Exercise objective:
Isolate every line in the data with the string "wall" and copy it.
________________________________________
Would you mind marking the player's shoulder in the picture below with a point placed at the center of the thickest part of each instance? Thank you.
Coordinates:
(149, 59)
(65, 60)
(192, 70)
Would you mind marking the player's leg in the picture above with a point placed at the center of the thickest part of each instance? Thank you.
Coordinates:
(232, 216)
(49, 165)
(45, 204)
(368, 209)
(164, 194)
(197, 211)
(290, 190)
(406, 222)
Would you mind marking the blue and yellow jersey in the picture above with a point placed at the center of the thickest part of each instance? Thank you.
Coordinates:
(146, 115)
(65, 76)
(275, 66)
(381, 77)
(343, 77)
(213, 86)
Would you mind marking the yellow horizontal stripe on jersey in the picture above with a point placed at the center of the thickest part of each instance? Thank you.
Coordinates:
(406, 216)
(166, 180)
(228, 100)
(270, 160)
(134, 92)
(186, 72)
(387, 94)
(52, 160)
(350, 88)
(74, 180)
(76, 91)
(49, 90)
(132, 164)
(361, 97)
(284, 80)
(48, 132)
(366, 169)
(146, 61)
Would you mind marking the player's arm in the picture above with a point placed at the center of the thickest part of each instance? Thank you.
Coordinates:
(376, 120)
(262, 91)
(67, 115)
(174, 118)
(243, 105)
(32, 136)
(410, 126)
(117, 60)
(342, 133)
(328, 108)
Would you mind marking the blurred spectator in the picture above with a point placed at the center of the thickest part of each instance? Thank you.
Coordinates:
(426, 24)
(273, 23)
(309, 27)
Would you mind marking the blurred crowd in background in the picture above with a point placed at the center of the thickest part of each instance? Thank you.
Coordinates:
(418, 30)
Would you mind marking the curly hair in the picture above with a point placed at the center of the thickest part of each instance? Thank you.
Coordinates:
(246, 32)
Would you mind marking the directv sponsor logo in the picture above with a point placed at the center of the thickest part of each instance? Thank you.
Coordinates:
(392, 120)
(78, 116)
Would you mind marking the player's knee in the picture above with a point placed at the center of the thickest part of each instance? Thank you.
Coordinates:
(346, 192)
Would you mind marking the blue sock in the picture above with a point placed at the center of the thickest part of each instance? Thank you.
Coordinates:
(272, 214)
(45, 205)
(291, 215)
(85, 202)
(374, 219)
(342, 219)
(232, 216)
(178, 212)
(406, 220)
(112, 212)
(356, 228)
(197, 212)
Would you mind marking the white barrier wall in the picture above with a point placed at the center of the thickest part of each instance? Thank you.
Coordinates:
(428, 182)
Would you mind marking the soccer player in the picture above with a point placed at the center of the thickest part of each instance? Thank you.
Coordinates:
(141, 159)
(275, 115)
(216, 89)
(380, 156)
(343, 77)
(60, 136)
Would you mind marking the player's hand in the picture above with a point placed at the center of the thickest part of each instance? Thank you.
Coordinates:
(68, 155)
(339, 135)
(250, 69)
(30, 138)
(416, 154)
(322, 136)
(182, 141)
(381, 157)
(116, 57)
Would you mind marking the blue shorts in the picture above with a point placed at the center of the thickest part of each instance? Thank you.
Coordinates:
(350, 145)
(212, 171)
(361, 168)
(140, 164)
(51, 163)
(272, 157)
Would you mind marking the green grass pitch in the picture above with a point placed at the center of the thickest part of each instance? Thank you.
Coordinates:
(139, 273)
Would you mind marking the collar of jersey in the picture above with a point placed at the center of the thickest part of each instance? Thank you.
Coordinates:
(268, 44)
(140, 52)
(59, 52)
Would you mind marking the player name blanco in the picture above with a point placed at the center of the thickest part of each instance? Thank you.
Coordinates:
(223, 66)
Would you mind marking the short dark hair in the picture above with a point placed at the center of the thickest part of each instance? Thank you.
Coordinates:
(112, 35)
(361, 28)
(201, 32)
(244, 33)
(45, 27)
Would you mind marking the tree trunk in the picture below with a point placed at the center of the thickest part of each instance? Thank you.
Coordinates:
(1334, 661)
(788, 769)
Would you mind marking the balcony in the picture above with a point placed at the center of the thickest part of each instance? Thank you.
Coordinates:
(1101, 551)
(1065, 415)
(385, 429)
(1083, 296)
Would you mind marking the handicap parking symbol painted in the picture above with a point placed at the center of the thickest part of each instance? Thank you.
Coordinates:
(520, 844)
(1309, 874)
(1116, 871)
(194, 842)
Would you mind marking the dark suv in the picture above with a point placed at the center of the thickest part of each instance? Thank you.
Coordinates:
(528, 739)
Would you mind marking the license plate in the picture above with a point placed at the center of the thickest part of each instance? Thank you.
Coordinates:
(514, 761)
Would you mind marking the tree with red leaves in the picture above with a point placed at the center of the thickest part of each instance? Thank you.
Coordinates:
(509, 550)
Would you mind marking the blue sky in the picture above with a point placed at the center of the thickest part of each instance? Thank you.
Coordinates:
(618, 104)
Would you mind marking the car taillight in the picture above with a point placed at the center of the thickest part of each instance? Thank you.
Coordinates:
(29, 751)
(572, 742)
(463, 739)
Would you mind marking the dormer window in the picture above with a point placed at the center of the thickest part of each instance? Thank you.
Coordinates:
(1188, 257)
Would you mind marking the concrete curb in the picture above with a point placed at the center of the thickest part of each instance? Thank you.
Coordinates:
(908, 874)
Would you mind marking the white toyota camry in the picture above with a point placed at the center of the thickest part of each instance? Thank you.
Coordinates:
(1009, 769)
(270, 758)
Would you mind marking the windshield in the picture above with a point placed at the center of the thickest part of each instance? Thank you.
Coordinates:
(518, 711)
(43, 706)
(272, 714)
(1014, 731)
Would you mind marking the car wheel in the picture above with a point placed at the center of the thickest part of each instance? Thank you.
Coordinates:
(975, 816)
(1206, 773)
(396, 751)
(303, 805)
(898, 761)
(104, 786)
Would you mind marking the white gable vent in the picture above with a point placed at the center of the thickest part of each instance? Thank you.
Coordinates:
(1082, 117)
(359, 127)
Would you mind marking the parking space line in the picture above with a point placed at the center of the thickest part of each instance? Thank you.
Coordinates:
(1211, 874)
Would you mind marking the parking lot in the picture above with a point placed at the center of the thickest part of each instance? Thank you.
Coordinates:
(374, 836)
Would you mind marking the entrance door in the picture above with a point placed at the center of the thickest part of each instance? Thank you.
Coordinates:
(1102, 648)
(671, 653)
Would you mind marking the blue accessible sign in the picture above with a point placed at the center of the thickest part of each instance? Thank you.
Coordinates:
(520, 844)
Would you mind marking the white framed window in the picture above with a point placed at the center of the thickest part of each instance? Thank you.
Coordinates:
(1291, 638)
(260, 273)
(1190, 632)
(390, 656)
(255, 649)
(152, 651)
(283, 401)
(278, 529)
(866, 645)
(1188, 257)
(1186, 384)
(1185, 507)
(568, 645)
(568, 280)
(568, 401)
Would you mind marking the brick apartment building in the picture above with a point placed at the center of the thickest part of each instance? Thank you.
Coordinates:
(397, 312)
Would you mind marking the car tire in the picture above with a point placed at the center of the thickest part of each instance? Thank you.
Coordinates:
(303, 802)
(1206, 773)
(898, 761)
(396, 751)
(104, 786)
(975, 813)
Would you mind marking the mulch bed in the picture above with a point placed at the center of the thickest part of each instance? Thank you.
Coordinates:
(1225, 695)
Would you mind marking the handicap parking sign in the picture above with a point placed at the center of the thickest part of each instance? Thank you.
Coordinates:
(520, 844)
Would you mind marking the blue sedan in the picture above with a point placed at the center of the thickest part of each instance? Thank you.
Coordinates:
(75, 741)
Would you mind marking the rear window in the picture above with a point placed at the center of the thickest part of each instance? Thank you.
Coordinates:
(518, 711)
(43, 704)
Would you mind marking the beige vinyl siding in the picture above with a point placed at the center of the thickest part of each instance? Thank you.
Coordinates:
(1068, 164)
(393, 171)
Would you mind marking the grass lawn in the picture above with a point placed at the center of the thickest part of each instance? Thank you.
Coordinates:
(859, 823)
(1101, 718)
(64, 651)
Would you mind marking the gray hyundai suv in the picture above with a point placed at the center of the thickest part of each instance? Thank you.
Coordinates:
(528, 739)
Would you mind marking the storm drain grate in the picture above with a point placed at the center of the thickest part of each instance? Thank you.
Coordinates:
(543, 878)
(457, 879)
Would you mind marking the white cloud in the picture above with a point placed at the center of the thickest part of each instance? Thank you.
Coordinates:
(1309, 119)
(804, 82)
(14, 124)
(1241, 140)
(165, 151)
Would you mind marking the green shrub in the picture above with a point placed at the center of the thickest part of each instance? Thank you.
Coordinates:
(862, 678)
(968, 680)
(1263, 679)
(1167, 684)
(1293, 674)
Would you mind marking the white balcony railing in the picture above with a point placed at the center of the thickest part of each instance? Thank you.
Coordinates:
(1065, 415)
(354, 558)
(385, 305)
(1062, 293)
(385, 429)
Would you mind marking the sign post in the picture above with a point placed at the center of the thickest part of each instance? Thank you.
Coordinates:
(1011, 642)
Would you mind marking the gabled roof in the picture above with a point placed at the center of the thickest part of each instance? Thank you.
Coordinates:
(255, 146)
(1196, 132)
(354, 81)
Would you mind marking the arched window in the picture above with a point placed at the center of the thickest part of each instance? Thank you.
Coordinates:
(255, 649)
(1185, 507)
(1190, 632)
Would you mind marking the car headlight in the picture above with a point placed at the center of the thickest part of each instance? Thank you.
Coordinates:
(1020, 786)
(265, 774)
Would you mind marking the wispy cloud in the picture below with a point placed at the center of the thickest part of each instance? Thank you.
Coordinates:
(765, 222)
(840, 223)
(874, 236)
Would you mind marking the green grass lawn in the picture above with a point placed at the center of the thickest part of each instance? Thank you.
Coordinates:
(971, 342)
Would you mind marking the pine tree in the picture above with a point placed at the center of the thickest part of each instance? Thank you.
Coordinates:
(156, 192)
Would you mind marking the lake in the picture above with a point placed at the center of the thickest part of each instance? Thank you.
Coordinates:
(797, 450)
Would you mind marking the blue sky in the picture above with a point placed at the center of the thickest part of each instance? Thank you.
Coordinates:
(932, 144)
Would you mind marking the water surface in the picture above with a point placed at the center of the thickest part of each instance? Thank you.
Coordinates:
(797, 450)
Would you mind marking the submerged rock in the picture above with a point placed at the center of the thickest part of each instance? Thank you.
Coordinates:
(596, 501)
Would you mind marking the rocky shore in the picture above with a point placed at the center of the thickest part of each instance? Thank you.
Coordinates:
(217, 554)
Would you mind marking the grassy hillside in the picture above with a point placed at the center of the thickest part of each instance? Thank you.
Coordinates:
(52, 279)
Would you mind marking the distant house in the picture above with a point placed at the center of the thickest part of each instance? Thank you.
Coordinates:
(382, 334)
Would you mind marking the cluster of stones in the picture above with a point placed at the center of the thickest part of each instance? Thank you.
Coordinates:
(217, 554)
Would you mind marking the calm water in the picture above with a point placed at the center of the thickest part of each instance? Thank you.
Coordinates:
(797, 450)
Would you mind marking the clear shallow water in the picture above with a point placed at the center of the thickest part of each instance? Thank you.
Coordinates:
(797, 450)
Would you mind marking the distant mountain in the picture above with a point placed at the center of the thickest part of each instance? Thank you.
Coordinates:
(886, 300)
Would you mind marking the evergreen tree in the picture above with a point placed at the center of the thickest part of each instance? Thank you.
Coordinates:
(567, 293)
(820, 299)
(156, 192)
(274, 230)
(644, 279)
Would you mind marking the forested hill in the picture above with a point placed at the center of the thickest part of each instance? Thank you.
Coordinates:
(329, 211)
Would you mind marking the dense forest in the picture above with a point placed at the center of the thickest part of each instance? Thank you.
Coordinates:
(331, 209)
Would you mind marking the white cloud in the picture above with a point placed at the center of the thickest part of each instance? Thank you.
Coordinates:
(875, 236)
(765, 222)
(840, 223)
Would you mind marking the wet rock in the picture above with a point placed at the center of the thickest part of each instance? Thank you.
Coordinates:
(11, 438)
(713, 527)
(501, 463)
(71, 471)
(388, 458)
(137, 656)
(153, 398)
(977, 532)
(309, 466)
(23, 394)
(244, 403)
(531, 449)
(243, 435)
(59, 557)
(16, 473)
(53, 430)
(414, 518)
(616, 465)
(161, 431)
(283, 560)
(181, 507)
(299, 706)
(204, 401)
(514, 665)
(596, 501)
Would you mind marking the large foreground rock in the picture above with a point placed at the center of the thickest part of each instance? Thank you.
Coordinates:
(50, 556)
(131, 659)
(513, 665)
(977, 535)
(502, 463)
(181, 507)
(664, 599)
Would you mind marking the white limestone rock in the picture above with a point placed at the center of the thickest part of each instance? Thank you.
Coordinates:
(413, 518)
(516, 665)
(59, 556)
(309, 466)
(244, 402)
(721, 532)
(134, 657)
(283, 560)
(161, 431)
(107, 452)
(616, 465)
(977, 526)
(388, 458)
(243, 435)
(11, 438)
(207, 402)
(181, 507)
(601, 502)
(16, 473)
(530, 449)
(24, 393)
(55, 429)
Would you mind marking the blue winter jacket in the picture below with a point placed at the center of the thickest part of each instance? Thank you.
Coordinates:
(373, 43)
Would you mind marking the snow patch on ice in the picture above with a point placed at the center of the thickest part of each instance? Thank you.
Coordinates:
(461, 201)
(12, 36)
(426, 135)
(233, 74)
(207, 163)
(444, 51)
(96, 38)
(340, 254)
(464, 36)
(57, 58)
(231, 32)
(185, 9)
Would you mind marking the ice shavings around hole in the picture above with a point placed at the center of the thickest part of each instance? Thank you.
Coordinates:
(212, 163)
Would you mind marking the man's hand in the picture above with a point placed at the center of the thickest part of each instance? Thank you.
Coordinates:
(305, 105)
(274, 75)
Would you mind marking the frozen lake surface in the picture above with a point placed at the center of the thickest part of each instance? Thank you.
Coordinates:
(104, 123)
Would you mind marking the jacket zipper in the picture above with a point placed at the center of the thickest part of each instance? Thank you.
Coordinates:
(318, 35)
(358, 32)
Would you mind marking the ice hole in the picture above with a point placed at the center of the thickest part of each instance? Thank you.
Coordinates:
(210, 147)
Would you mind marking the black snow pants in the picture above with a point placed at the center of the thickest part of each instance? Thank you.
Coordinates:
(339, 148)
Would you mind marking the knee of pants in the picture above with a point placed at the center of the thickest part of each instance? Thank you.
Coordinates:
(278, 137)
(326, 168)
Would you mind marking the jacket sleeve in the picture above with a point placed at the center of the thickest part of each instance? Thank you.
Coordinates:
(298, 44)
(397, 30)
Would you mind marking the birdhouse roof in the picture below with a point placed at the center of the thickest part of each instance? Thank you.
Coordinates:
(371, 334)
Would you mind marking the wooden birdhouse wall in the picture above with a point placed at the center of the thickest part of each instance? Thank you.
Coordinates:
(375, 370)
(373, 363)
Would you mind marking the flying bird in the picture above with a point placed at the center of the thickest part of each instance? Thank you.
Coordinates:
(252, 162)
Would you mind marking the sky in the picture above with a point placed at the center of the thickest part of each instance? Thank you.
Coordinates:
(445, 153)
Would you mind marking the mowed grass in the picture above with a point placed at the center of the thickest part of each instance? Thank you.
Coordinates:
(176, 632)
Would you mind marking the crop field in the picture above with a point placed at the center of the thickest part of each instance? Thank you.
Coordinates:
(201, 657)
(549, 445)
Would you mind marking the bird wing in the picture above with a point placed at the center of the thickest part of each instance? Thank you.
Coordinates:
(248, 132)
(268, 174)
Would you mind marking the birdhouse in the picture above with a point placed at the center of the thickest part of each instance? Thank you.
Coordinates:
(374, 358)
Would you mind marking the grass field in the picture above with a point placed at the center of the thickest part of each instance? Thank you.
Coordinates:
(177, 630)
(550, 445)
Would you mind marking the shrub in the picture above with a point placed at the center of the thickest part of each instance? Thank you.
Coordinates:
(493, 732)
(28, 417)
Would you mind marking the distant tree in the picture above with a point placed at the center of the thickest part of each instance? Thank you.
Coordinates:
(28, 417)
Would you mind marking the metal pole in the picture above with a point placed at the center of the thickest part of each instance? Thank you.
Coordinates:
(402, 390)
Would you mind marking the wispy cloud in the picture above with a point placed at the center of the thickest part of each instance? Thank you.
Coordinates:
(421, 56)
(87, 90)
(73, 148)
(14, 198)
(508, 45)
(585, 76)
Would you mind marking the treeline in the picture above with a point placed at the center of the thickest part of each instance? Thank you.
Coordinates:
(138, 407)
________________________________________
Answer to the problem:
Would you mind marking the white barrier wall in the picture above with a point placed at the center of the thickest part of each instance? Thank you.
Would you mind marking the wooden birdhouse wall in the picture above with a point placed at the center of the thickest part of each instance? Thank you.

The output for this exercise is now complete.